** start of TEXT **

Afterwards, our stuffed, content, yet sad bellies strolled down Franklin Avenue snarling at the bars and fancy joints stuffed with white hipsters. “God, they are so dumb. If only they walked two blocks over to Nostrand where the real food is.” Our conversations in this hood generally take this turn, and it’s only because every single day there’s a new cheese shop, yogurt joint, or oyster bar. photo (6)We continue, “ugh, gentrification, race, class, money, hegemony, blah, blah, blah.” Our over-educated analytical brains can’t stop critiquing and criticizing.

We enter my apartment building and greet the man who lives downstairs on the first floor. He and his family have lived in the building for years. My apartment was above theirs, a recently renovated one where I live with three other 20-somethings. Across the hall the same deal, and up and up, the same deal. Every floor houses two apartments stuffed with four to five 20-somethings.

He went into my room to change and I went into the bathroom to wash up. This is when everything got real.

While I was washing my face I accidentally looked in the mirror and something horribly disturbing, but necessary happened. Provoked by my white skin, I started thinking. I scanned the kitchen looking at the cheaply made appliances.

** end of TEXT **
** start of RECORDS SHOWN **

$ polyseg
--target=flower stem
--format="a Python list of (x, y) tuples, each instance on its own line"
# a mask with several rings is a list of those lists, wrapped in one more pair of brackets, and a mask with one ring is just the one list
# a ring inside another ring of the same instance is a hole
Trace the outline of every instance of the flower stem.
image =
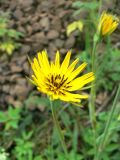
[[(97, 36), (97, 34), (95, 34), (94, 36), (94, 41), (93, 41), (93, 50), (92, 50), (92, 72), (95, 74), (96, 73), (96, 47), (97, 47), (97, 43), (99, 41), (99, 37)], [(97, 150), (97, 146), (96, 146), (96, 113), (95, 113), (95, 98), (96, 98), (96, 87), (95, 87), (95, 81), (92, 82), (92, 88), (91, 88), (91, 92), (90, 92), (90, 102), (89, 102), (89, 113), (90, 113), (90, 121), (92, 124), (92, 128), (93, 128), (93, 134), (94, 134), (94, 148), (95, 148), (95, 154), (96, 154), (96, 150)]]
[(54, 121), (55, 127), (57, 129), (57, 133), (58, 133), (59, 139), (61, 141), (61, 145), (63, 147), (64, 153), (65, 153), (65, 156), (66, 156), (66, 160), (68, 160), (67, 147), (66, 147), (66, 144), (64, 142), (64, 136), (61, 132), (61, 128), (60, 128), (60, 125), (59, 125), (59, 122), (58, 122), (58, 119), (57, 119), (57, 115), (56, 115), (56, 110), (54, 109), (52, 100), (50, 100), (50, 106), (51, 106), (53, 121)]
[(118, 87), (118, 90), (117, 90), (117, 93), (116, 93), (116, 96), (115, 96), (115, 99), (114, 99), (114, 102), (113, 102), (108, 120), (107, 120), (107, 123), (106, 123), (105, 130), (103, 132), (103, 137), (102, 137), (101, 143), (98, 146), (98, 152), (97, 152), (98, 154), (97, 154), (97, 156), (95, 157), (94, 160), (101, 160), (101, 153), (102, 153), (102, 151), (103, 151), (103, 149), (106, 145), (105, 144), (106, 139), (107, 139), (109, 128), (110, 128), (110, 125), (111, 125), (111, 122), (112, 122), (112, 119), (113, 119), (113, 115), (114, 115), (114, 112), (115, 112), (115, 109), (116, 109), (116, 104), (117, 104), (117, 101), (118, 101), (118, 98), (119, 98), (119, 94), (120, 94), (120, 84), (119, 84), (119, 87)]

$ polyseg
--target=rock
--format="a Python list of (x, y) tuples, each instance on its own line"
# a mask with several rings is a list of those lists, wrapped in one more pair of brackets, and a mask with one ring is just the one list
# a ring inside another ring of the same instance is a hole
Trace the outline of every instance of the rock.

** end of RECORDS SHOWN **

▶ [REQUIREMENTS]: Continue the essay above about gentrification near Franklin Avenue, starting after its final sentence about the cheaply made kitchen appliances.

▶ [WRITTEN ANSWER]:
I’m living in a dorm building made for transient 20-somethings who are easily manipulated by landlords. Is that what I am too? What fool am I to think I have ownership over this space and this neighborhood when I have lived here for four months and likely won’t live here much more than two years! What fool am I to be using pretentious jargon that I learned in my overpriced and overrated education that only equipped me with the skills to criticize everyone who looks and acts like me! And damn it, what right have I to be sad that the neighborhood is changing and that my favorite restaurant is closing even though it has only been my favorite for four months! What about the people who have been going to Imhotep’s for twenty years! Ugh, learning truths about myself blows!

Breathe.

photo (4)And then while I was putting on my jammies something incredibly amazing and necessary happened. Provoked by the taste of kabocha squash, I started thinking.

Wait a doggone minute! Just because I am white, from a middle class family, and “educated” (ugh, spare me) doesn’t mean I’m a jerk-off. Does it?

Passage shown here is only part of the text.